### RECORDS:
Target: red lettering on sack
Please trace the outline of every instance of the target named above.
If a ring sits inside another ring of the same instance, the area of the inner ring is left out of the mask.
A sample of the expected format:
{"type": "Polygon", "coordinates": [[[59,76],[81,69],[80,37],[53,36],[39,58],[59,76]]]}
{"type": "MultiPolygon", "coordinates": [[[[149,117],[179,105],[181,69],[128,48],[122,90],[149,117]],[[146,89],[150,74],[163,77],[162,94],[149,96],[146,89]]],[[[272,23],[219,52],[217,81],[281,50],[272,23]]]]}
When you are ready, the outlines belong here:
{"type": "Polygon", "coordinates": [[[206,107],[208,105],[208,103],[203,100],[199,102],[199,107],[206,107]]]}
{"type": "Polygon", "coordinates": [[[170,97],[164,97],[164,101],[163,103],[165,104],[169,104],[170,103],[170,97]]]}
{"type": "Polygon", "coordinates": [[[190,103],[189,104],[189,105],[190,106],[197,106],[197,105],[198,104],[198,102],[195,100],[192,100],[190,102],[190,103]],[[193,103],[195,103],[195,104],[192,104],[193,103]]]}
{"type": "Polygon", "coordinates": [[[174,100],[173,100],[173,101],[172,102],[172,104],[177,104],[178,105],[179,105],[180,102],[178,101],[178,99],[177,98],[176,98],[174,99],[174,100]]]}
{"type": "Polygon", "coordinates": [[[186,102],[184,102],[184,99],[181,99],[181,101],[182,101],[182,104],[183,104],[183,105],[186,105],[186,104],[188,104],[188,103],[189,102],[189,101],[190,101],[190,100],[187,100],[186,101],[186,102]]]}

### DIRECTIONS:
Copy every line of the items above verbatim, without any changes.

### ANSWER FOR THIS EXERCISE:
Target: red lettering on sack
Please trace the outline of every instance of the target named above.
If a ring sits inside another ring of the same instance, the area of the inner ring is left out of the mask.
A sample of the expected format:
{"type": "Polygon", "coordinates": [[[59,76],[81,69],[80,37],[53,36],[39,58],[59,76]]]}
{"type": "MultiPolygon", "coordinates": [[[[149,117],[179,105],[181,69],[128,48],[122,90],[149,117]],[[146,89],[150,74],[163,77],[162,94],[149,96],[146,89]]],[[[272,23],[219,52],[217,81],[281,50],[272,23]]]]}
When you are ready, the outlines belong here:
{"type": "Polygon", "coordinates": [[[206,107],[208,105],[208,103],[203,100],[199,102],[199,107],[206,107]]]}
{"type": "Polygon", "coordinates": [[[170,97],[164,97],[164,101],[163,103],[165,104],[169,104],[170,103],[170,97]]]}
{"type": "Polygon", "coordinates": [[[190,103],[189,104],[189,105],[190,106],[197,106],[197,105],[198,104],[198,102],[195,100],[192,100],[190,102],[190,103]],[[193,103],[195,103],[195,104],[192,104],[193,103]]]}
{"type": "Polygon", "coordinates": [[[174,100],[173,100],[173,101],[172,102],[172,104],[177,104],[178,105],[179,105],[180,102],[178,101],[178,99],[177,98],[176,98],[174,99],[174,100]]]}
{"type": "Polygon", "coordinates": [[[186,102],[184,102],[184,99],[181,99],[181,101],[182,101],[182,104],[183,104],[183,105],[186,105],[186,104],[188,104],[188,103],[189,102],[189,101],[190,101],[190,100],[187,100],[186,101],[186,102]]]}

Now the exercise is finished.